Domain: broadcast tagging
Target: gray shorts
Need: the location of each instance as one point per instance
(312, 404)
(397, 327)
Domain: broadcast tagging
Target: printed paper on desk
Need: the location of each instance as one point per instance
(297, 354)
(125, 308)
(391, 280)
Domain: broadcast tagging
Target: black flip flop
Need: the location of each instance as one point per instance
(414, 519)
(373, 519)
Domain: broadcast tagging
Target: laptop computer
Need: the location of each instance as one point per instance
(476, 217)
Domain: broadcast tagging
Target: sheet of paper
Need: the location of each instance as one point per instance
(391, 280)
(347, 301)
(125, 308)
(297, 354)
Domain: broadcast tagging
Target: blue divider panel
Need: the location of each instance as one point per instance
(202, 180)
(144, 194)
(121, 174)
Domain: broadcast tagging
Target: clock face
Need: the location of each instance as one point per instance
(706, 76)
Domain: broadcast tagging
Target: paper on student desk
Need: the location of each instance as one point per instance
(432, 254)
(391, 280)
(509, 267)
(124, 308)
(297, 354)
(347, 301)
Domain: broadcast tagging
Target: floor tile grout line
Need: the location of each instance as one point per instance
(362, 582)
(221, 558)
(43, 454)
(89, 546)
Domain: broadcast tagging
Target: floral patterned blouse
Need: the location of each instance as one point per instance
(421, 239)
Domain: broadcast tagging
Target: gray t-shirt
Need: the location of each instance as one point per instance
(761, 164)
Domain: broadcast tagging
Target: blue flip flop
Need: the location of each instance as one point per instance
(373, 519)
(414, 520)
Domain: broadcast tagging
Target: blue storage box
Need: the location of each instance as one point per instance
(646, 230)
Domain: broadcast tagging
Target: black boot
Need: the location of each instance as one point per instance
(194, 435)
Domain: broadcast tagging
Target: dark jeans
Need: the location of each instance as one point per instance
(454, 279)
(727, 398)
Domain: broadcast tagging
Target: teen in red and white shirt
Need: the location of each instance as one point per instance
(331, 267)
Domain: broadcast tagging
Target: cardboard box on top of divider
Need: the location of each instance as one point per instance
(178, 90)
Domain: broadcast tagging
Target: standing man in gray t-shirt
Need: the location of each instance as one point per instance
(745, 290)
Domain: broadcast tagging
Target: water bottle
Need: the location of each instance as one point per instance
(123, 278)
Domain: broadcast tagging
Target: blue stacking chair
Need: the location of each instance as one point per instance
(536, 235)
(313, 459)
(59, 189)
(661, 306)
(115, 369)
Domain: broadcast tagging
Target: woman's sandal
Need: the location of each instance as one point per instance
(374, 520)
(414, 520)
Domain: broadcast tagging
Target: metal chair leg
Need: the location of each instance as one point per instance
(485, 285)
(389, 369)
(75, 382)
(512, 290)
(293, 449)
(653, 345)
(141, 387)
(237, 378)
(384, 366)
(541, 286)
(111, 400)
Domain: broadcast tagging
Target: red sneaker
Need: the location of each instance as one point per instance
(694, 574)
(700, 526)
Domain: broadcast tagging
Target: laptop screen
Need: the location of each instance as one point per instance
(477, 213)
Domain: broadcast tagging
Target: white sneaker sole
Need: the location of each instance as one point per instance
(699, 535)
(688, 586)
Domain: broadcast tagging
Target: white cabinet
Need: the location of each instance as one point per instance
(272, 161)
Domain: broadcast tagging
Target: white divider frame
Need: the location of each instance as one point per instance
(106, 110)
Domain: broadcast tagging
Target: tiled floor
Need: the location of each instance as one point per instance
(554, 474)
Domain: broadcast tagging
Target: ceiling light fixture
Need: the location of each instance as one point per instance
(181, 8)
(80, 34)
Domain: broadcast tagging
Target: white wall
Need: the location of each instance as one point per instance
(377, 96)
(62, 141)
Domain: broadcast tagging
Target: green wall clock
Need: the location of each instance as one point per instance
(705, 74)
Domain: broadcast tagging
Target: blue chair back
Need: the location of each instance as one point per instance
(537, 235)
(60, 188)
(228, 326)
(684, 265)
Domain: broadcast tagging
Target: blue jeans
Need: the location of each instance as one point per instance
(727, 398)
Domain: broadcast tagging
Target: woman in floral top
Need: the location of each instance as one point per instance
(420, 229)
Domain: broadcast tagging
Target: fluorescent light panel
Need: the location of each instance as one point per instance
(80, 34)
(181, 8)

━━━

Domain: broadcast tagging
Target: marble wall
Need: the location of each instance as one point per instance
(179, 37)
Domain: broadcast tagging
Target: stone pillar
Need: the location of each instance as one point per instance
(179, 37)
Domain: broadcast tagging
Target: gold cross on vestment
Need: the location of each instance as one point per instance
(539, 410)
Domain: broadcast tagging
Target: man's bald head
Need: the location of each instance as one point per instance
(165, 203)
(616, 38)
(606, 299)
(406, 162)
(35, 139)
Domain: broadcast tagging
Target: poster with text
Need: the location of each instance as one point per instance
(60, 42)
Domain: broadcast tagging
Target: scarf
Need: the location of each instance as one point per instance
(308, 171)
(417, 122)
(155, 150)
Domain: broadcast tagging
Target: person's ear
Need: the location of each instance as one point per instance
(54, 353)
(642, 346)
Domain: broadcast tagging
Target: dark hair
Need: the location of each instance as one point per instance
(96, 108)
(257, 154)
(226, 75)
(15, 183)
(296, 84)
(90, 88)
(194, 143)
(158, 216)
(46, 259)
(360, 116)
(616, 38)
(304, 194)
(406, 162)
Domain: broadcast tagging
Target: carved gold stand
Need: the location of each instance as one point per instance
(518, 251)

━━━

=== WORK INSTRUCTION ===
Look through the material and find each line that includes "blue", then copy it.

=== ANSWER SECTION ===
Target: blue divider panel
Target: blue flip flop
Target: blue storage box
Target: blue stacking chair
Target: blue chair back
Target: blue jeans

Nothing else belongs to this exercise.